WORK REQUEST: Line by line, please look for the word "suit" in the following records, then copy each line you find it in.

ENTRIES PROVIDED:
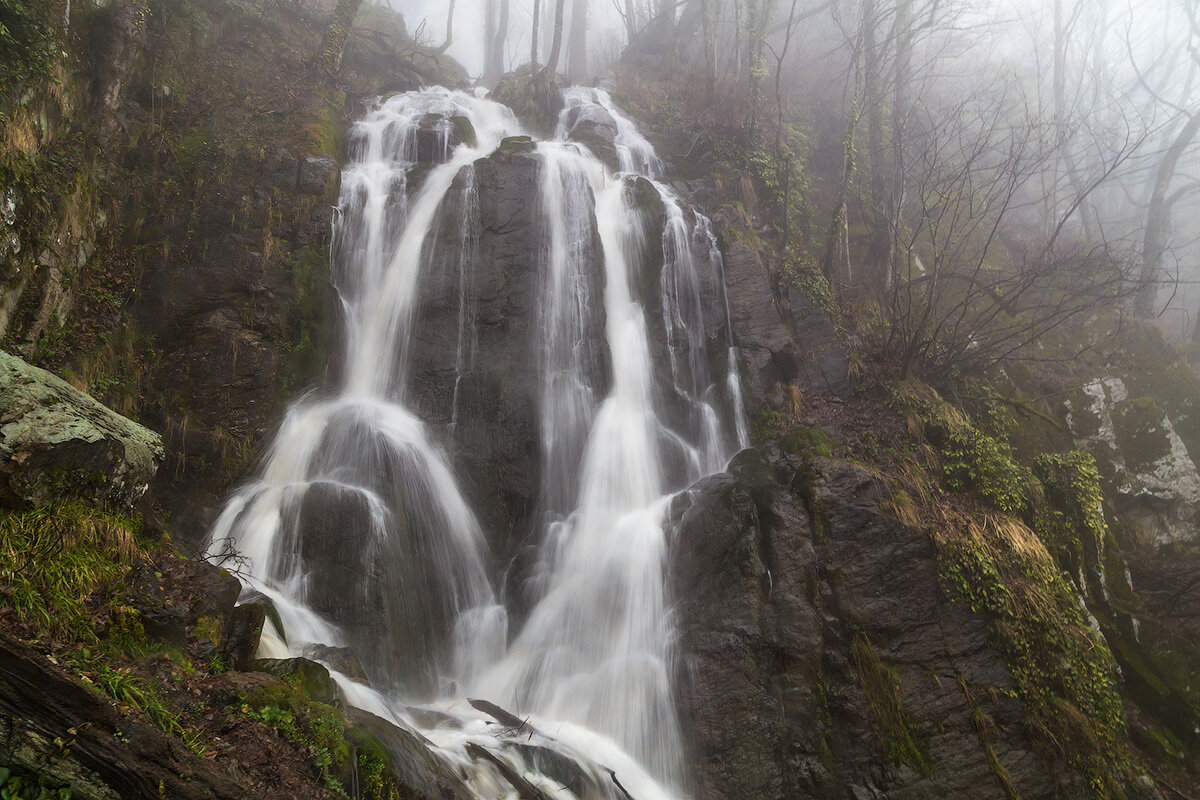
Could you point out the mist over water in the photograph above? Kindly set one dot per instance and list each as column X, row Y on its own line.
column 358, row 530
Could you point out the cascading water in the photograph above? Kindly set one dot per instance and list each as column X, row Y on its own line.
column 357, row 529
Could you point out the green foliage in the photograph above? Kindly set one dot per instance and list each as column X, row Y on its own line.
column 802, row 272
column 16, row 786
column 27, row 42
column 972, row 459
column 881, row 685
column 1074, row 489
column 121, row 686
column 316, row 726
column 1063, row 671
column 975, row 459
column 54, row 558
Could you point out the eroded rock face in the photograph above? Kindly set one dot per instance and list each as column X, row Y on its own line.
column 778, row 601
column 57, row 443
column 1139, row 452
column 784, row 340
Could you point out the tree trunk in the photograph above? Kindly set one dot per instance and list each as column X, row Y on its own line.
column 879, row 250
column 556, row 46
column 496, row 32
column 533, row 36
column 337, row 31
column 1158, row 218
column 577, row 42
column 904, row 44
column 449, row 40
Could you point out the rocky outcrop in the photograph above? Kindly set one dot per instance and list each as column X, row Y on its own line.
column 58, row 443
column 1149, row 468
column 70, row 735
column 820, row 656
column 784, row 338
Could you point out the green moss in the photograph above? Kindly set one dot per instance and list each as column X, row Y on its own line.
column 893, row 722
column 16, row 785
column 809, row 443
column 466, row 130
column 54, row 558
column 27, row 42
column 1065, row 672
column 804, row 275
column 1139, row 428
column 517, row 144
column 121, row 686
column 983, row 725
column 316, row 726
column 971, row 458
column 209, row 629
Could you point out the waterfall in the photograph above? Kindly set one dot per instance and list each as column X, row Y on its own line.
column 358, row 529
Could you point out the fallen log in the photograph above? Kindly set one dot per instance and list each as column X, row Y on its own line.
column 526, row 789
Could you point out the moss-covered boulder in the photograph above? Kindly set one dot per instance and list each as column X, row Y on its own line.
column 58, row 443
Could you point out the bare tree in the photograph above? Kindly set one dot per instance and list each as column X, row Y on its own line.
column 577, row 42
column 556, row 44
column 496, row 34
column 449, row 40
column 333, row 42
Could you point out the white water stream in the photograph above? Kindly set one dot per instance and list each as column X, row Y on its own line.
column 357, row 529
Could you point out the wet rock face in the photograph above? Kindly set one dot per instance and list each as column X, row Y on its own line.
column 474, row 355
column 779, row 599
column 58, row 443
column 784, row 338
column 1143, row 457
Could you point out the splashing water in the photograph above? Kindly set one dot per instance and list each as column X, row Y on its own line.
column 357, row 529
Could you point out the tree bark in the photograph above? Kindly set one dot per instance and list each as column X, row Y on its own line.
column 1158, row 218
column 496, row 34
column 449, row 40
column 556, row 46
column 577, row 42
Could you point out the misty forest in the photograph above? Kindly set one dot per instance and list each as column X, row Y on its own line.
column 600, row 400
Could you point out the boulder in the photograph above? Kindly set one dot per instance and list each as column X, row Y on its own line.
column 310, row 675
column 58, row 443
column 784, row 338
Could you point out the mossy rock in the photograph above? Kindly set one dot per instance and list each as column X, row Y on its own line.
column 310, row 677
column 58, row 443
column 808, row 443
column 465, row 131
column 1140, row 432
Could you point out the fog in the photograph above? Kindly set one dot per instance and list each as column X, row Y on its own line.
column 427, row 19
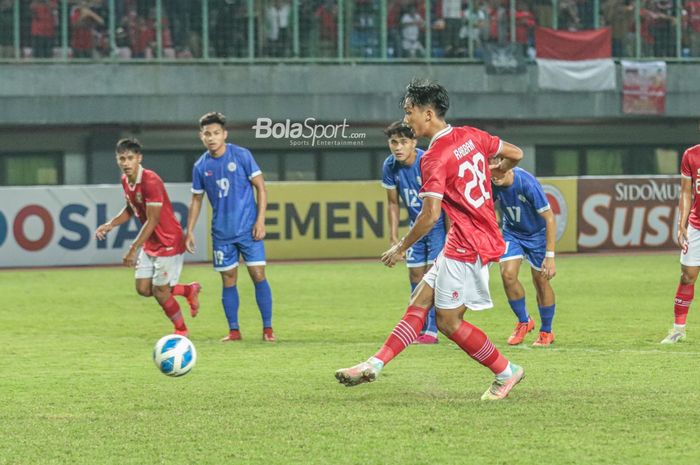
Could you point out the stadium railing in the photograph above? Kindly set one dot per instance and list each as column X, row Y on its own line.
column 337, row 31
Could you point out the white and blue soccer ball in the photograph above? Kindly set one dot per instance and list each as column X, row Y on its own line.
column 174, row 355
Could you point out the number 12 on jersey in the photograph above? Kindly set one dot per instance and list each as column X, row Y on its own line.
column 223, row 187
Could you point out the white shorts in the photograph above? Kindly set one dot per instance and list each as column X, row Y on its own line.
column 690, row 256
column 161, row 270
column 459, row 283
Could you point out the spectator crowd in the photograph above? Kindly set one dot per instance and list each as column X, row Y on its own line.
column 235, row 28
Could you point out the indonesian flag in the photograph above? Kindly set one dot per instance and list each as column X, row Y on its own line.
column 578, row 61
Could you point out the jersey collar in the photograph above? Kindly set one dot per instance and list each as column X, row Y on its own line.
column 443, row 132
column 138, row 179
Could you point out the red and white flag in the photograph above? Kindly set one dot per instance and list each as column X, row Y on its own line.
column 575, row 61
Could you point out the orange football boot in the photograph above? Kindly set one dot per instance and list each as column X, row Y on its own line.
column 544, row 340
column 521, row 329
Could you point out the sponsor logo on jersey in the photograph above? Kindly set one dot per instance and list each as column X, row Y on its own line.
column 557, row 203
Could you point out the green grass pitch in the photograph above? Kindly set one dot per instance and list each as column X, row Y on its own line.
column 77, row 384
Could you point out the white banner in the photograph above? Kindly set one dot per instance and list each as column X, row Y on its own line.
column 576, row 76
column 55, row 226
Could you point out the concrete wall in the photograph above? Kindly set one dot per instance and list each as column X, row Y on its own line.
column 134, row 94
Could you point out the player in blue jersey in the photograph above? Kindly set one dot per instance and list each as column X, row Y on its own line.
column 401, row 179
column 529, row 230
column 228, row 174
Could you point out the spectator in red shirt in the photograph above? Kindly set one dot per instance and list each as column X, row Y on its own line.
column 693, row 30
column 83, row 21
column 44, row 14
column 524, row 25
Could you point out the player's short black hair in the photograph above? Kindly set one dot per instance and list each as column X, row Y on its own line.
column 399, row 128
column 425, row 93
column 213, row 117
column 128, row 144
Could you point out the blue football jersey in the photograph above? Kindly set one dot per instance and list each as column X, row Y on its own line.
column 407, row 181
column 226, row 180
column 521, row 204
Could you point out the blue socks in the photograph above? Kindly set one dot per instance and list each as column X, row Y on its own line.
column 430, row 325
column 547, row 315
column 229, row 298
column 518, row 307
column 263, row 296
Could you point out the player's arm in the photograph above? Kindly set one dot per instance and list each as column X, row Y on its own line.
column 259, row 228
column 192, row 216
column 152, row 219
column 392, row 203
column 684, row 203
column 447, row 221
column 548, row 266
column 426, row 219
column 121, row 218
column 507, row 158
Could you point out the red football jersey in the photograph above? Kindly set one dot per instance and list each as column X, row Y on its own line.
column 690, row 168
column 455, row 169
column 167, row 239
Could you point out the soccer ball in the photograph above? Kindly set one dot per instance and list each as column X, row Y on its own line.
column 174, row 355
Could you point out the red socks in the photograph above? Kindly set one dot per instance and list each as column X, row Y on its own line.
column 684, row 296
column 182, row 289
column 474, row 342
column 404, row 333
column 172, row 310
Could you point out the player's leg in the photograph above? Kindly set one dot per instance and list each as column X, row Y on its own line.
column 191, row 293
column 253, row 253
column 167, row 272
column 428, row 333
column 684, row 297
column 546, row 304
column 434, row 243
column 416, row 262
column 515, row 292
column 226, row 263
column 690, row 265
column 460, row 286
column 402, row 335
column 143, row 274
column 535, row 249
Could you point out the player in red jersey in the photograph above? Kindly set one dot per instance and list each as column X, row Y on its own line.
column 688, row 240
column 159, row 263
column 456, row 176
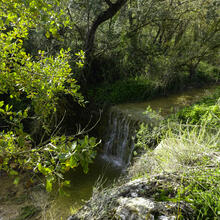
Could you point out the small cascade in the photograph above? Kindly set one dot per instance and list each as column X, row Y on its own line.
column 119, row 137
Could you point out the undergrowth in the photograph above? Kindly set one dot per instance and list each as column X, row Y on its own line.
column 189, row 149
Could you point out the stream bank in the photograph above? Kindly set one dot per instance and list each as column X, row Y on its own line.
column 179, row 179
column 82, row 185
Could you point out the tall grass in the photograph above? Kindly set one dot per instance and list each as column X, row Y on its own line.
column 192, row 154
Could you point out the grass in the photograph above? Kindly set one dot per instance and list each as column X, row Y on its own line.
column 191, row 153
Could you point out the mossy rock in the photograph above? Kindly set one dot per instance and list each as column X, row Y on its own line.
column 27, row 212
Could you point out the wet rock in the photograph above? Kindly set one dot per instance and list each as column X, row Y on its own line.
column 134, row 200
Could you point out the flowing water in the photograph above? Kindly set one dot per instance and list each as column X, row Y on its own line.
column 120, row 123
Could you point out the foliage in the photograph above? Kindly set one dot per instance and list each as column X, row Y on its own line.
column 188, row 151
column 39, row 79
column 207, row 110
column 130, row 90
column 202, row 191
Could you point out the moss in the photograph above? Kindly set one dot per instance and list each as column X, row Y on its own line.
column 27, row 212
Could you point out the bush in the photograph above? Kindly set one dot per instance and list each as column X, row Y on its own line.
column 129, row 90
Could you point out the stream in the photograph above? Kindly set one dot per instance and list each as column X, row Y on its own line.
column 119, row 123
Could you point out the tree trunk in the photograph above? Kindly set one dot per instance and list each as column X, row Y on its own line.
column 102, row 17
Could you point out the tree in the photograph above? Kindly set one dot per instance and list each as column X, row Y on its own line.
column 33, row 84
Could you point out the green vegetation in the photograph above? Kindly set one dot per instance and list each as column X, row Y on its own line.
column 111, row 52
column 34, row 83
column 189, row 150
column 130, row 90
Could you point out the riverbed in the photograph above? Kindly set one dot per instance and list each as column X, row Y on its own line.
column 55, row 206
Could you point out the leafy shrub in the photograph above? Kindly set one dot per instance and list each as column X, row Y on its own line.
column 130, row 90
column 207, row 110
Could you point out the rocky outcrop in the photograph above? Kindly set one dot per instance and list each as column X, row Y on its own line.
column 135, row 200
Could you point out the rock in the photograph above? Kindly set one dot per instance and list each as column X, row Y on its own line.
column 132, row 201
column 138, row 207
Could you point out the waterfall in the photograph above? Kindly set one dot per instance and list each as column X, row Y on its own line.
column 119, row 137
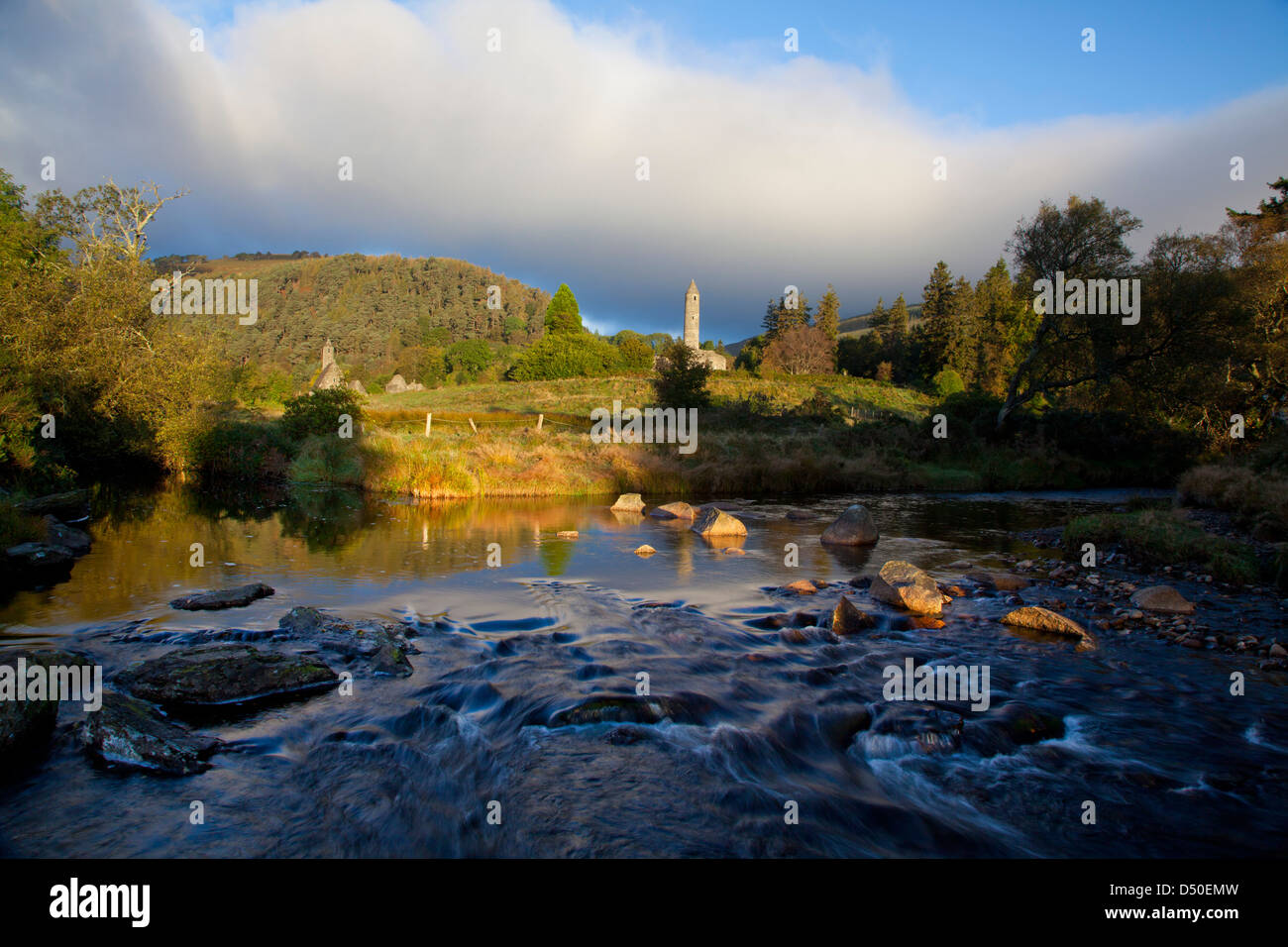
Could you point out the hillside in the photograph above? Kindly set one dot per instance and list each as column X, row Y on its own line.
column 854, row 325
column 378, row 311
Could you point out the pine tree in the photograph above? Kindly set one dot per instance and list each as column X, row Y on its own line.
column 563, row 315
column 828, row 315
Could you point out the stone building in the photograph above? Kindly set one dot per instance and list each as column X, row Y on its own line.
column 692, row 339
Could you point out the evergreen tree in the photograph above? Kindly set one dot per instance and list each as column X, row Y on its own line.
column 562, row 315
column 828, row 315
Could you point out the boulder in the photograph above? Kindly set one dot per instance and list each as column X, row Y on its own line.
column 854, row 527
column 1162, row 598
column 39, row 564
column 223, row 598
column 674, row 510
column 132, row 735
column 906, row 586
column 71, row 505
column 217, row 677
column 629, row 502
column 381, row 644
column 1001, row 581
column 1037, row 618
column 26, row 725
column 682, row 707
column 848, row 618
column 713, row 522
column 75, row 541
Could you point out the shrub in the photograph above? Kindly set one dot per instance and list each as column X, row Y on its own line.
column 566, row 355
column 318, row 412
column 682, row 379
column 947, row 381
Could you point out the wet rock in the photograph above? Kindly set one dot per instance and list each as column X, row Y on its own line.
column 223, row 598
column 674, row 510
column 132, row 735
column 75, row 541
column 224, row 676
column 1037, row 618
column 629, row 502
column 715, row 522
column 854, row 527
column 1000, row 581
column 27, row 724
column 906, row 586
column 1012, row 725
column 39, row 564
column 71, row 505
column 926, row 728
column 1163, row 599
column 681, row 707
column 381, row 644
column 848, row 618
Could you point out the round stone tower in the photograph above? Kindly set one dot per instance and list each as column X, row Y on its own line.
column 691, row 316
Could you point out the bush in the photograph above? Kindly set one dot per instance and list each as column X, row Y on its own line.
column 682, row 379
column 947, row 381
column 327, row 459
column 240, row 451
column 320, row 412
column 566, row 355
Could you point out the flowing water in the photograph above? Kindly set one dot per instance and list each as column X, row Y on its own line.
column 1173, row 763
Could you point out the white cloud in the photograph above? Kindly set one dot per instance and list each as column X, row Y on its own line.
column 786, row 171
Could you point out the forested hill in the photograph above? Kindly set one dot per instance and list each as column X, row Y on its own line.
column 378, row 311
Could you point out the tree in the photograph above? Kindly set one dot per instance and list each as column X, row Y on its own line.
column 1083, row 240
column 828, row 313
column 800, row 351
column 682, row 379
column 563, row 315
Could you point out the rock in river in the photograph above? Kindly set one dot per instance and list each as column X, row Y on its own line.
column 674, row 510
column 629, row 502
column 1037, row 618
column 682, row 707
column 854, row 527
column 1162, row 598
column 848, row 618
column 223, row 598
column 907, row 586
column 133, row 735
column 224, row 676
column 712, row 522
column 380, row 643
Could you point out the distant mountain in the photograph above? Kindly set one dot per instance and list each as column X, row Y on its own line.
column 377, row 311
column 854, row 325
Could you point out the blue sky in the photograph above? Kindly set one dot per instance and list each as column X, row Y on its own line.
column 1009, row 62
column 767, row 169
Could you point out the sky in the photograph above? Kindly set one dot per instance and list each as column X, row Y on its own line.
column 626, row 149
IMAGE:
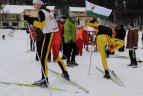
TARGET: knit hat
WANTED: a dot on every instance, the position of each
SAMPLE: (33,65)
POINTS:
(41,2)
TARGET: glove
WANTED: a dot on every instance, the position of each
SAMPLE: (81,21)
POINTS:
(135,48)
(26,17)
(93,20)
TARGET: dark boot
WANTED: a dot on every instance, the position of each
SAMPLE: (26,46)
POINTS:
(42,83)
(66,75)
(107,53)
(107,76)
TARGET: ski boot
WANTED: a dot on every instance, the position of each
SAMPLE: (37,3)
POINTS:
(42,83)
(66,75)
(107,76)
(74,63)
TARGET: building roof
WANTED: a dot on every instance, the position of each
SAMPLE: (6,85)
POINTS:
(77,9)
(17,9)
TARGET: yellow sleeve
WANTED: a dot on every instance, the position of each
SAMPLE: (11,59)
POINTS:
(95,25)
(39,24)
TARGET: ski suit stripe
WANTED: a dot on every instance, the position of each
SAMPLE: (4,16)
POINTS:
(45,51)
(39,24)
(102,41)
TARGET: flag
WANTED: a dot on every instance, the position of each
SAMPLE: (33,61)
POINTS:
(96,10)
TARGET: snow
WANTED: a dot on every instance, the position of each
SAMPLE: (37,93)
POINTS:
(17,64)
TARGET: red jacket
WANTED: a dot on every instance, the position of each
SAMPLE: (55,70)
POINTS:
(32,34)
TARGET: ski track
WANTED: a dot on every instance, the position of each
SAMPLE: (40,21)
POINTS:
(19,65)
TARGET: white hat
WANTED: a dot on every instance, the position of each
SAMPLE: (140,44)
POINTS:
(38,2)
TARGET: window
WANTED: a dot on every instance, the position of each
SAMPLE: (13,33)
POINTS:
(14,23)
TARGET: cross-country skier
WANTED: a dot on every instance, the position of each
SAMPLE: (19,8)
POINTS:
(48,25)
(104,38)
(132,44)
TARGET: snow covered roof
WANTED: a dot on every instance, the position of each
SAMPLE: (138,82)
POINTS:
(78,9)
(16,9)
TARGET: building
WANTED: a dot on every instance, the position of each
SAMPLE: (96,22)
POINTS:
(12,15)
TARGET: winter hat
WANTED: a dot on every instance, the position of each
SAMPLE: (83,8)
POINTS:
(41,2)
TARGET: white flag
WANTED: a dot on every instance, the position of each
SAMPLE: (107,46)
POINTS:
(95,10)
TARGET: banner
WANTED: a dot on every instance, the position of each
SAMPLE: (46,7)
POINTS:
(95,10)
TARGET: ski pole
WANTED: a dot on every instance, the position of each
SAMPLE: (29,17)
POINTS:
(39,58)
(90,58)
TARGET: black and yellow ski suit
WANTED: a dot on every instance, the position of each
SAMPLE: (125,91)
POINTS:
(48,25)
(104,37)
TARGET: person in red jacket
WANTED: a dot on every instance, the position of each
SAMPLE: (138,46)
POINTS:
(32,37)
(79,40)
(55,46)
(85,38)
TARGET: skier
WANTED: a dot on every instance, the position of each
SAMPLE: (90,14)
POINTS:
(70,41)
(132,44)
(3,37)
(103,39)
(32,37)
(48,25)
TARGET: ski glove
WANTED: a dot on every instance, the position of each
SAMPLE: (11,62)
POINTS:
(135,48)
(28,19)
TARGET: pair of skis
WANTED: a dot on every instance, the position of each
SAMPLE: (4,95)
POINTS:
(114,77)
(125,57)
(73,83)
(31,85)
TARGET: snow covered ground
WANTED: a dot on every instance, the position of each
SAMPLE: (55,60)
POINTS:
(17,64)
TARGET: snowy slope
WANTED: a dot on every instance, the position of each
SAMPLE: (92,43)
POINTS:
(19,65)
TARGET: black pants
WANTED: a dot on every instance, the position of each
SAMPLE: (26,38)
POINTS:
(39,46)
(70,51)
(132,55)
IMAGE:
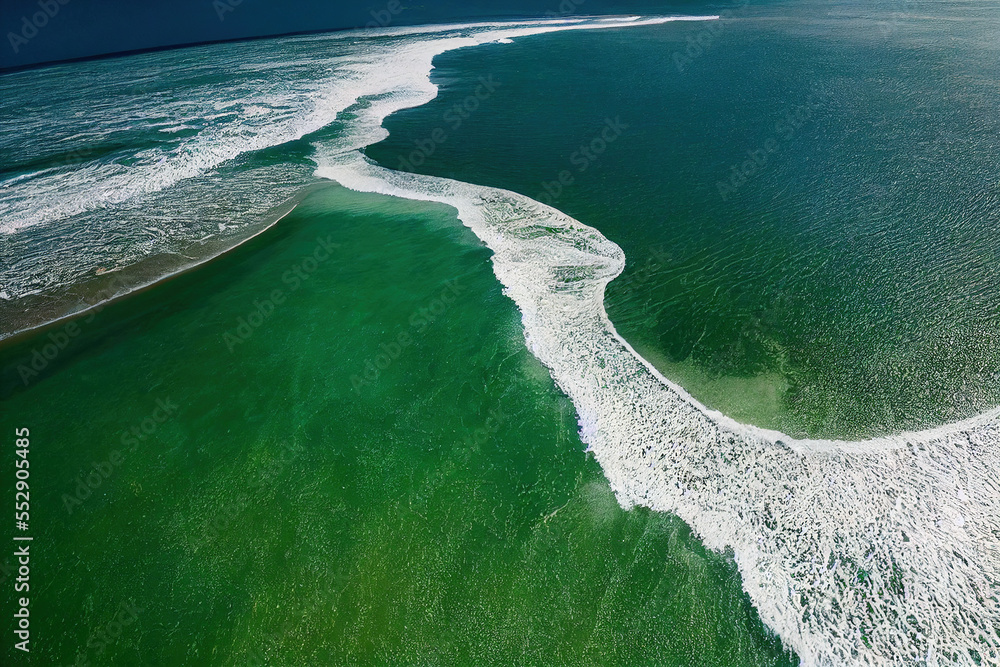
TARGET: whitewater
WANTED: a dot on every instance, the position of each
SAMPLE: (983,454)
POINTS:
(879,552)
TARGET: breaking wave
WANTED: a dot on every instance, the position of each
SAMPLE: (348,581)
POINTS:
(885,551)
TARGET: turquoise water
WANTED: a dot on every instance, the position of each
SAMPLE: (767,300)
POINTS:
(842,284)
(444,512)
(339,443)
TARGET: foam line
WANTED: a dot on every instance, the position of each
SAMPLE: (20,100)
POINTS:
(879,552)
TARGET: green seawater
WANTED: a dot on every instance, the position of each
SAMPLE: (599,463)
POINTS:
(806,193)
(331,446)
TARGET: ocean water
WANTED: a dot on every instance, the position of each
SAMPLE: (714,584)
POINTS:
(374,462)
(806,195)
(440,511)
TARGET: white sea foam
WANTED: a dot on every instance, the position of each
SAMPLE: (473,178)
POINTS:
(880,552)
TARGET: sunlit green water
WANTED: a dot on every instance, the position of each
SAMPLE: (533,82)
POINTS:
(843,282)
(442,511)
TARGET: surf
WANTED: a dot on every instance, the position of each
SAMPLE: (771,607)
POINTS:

EXPECTED ANSWER:
TARGET: ski suit stripe
TARGET: black and yellow ski suit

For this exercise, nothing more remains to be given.